== EXERCISE BRIEF ==
Can you reproduce all of the data below line for line, without changing a character, and leave out the picture?

>>>>>

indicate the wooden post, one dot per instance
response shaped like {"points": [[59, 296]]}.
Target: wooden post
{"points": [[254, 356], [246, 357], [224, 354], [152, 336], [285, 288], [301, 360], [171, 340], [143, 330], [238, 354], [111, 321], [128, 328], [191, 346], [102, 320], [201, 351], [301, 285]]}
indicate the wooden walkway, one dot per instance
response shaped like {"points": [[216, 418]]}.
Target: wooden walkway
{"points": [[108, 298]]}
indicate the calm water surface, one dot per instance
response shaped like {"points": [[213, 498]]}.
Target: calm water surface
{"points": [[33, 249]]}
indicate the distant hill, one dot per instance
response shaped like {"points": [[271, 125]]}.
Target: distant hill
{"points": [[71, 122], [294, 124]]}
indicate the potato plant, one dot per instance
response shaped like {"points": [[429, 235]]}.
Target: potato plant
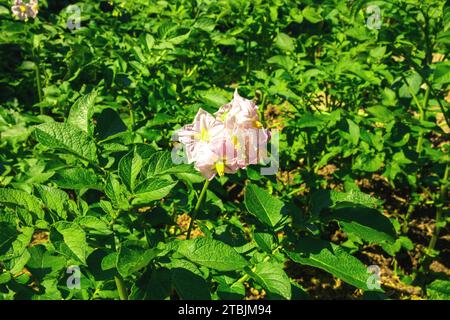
{"points": [[350, 102]]}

<<<<<

== SOLVED EXERCISE ==
indicate the wooden post, one dot per instance
response shaped like {"points": [[59, 296]]}.
Target: wooden post
{"points": [[254, 356], [246, 357], [224, 354], [152, 336], [285, 288], [301, 360], [171, 340], [143, 330], [238, 354], [111, 321], [128, 328], [191, 346], [102, 320], [201, 351], [301, 285]]}
indicate the wooden walkway, one dot per instance
response shaped like {"points": [[216, 418]]}.
Target: wooden walkway
{"points": [[108, 298]]}
indicate the calm water surface, one dot per instance
response shaped like {"points": [[213, 498]]}.
Target: calm water surface
{"points": [[33, 249]]}
indicate the distant hill, one dot per instance
response shaped like {"points": [[271, 125]]}.
Target: distant hill
{"points": [[71, 122], [294, 124]]}
indicate the potato plant, one dot per instance
response shaped like {"points": [[429, 235]]}.
Target: potato plant
{"points": [[350, 102]]}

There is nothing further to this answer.